#### Work task:
Copy every line of the records below without changing anything.

Start of Block

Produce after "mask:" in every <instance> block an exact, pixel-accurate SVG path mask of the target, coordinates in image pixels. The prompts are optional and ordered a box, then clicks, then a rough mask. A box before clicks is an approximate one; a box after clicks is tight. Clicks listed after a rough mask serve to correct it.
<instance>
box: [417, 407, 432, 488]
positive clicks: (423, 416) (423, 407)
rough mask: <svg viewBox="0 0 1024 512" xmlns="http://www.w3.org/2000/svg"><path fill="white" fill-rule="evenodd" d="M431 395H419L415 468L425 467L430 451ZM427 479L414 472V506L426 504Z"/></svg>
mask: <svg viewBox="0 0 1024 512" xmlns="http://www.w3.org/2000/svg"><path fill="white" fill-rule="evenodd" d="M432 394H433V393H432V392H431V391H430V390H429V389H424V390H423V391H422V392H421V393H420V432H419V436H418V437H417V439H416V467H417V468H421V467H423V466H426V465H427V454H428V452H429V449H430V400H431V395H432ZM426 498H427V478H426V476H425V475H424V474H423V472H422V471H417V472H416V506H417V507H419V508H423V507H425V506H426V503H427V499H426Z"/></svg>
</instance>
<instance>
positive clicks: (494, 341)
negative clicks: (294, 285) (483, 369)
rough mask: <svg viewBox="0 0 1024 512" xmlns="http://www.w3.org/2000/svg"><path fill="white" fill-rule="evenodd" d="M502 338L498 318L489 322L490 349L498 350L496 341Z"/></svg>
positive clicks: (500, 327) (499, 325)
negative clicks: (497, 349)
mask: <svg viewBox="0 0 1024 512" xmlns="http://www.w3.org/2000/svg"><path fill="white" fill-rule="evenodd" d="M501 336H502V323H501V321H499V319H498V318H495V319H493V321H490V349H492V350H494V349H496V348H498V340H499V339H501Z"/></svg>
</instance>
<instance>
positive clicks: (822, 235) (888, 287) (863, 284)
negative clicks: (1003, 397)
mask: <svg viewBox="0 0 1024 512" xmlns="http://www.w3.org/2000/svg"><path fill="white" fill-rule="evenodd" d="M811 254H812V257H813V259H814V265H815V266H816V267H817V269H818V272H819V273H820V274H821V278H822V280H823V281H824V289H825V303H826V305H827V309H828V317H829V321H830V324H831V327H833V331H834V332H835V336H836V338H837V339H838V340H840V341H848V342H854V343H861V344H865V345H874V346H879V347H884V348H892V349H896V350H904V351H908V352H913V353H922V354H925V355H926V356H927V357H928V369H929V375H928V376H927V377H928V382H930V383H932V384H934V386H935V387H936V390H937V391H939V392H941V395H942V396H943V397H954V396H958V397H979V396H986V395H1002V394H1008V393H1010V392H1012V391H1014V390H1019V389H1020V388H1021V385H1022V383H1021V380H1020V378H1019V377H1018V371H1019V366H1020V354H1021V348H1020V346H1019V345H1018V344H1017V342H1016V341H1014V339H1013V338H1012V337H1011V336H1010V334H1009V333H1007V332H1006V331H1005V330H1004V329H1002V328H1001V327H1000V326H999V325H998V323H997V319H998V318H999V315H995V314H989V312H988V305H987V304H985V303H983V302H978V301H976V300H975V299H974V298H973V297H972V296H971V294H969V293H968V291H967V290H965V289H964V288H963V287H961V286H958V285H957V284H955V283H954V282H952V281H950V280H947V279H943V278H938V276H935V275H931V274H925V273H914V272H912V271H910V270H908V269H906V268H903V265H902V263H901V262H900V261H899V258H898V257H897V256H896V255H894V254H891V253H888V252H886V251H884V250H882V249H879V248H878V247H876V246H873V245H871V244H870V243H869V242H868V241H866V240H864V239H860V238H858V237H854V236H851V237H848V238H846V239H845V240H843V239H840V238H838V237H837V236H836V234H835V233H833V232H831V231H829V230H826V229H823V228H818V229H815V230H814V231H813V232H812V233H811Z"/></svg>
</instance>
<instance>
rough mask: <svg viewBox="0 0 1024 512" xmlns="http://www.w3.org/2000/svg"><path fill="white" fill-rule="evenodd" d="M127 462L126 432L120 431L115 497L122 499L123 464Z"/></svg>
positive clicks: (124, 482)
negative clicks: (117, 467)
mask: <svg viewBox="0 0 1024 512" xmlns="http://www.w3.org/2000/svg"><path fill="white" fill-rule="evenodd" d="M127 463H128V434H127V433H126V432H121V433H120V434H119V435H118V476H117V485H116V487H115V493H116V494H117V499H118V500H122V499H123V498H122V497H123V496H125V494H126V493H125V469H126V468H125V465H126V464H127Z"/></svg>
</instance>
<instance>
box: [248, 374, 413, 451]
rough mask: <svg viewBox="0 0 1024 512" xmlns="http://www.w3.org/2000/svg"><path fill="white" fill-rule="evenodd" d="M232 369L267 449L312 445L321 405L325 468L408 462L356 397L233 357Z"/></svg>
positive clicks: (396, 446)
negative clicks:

End of Block

#### Reply to the task:
Produce after "mask:" in every <instance> block an exact, pixel-accurate SVG path mask of the target, coordinates in image pixels. The prompts are optional and ordered a box, then clicks, then a rough mask. A box before clicks is an approximate one; a box after clicks is tight. Clicks listed after a rough mask serve to correct it.
<instance>
box: [417, 407, 432, 488]
positive clicks: (423, 416) (423, 407)
rough mask: <svg viewBox="0 0 1024 512" xmlns="http://www.w3.org/2000/svg"><path fill="white" fill-rule="evenodd" d="M431 395H419L415 468L425 467L430 451ZM427 479L414 472V506L426 504Z"/></svg>
mask: <svg viewBox="0 0 1024 512" xmlns="http://www.w3.org/2000/svg"><path fill="white" fill-rule="evenodd" d="M432 394H433V393H432V392H431V391H430V390H429V389H424V390H423V391H422V392H421V393H420V432H419V436H418V437H417V439H416V467H417V468H421V467H423V466H426V465H427V454H428V452H429V449H430V400H431V395H432ZM426 498H427V478H426V476H425V475H424V474H423V472H422V471H417V472H416V506H417V507H419V508H423V507H425V506H426V503H427V499H426Z"/></svg>
</instance>
<instance>
positive clicks: (494, 341)
negative clicks: (294, 285) (483, 369)
rough mask: <svg viewBox="0 0 1024 512" xmlns="http://www.w3.org/2000/svg"><path fill="white" fill-rule="evenodd" d="M502 338L498 318L489 322L490 349L498 350L496 341Z"/></svg>
positive clicks: (500, 327) (499, 325)
negative clicks: (497, 349)
mask: <svg viewBox="0 0 1024 512" xmlns="http://www.w3.org/2000/svg"><path fill="white" fill-rule="evenodd" d="M501 336H502V323H501V321H499V319H498V318H495V319H493V321H490V349H492V350H494V349H496V348H498V340H499V339H501Z"/></svg>
</instance>
<instance>
positive clicks: (822, 235) (888, 287) (863, 284)
negative clicks: (1003, 397)
mask: <svg viewBox="0 0 1024 512" xmlns="http://www.w3.org/2000/svg"><path fill="white" fill-rule="evenodd" d="M811 254H812V257H813V259H814V265H815V266H816V267H817V269H818V272H819V273H820V274H821V278H822V280H823V281H824V289H825V303H826V305H827V309H828V317H829V321H830V324H831V327H833V331H834V332H835V336H836V338H837V339H838V340H840V341H848V342H854V343H861V344H865V345H874V346H879V347H884V348H892V349H896V350H904V351H908V352H913V353H922V354H925V355H926V356H927V357H928V369H929V375H928V376H927V377H928V382H930V383H932V384H934V386H935V387H936V390H937V391H939V392H941V395H942V396H943V397H954V396H958V397H979V396H986V395H1002V394H1008V393H1010V392H1012V391H1014V390H1019V389H1020V388H1021V385H1022V383H1021V380H1020V378H1019V377H1018V371H1019V366H1020V354H1021V348H1020V346H1019V345H1018V344H1017V342H1016V341H1014V339H1013V338H1012V337H1011V336H1010V334H1009V333H1007V332H1006V331H1005V330H1004V329H1002V328H1001V327H1000V326H999V325H998V323H997V319H998V318H999V315H995V314H989V312H988V305H987V304H985V303H983V302H978V301H976V300H975V299H974V298H973V297H972V296H971V294H969V293H968V291H967V290H965V289H964V288H963V287H961V286H958V285H957V284H955V283H954V282H952V281H950V280H947V279H943V278H938V276H935V275H931V274H925V273H914V272H912V271H910V270H908V269H906V268H903V265H902V263H901V262H900V261H899V258H898V257H897V256H896V255H894V254H891V253H888V252H886V251H884V250H882V249H879V248H878V247H876V246H873V245H871V244H870V243H869V242H868V241H866V240H864V239H860V238H858V237H854V236H851V237H848V238H846V239H845V240H843V239H840V238H838V237H837V236H836V234H835V233H833V232H831V231H829V230H826V229H823V228H818V229H815V230H814V231H813V232H812V233H811Z"/></svg>
</instance>
<instance>
rough mask: <svg viewBox="0 0 1024 512" xmlns="http://www.w3.org/2000/svg"><path fill="white" fill-rule="evenodd" d="M127 462L126 432L120 431L115 497L122 499L123 464Z"/></svg>
positive clicks: (124, 482)
negative clicks: (117, 467)
mask: <svg viewBox="0 0 1024 512" xmlns="http://www.w3.org/2000/svg"><path fill="white" fill-rule="evenodd" d="M127 463H128V434H127V433H126V432H121V433H120V434H119V435H118V476H117V485H116V487H115V493H116V494H117V499H118V500H122V499H123V498H122V497H123V496H125V494H126V493H125V469H126V468H125V465H126V464H127Z"/></svg>
</instance>
<instance>
box: [248, 374, 413, 451]
rough mask: <svg viewBox="0 0 1024 512" xmlns="http://www.w3.org/2000/svg"><path fill="white" fill-rule="evenodd" d="M232 369L267 449L312 445L321 405L325 468L408 462L356 397L233 357Z"/></svg>
positive clicks: (396, 446)
negative clicks:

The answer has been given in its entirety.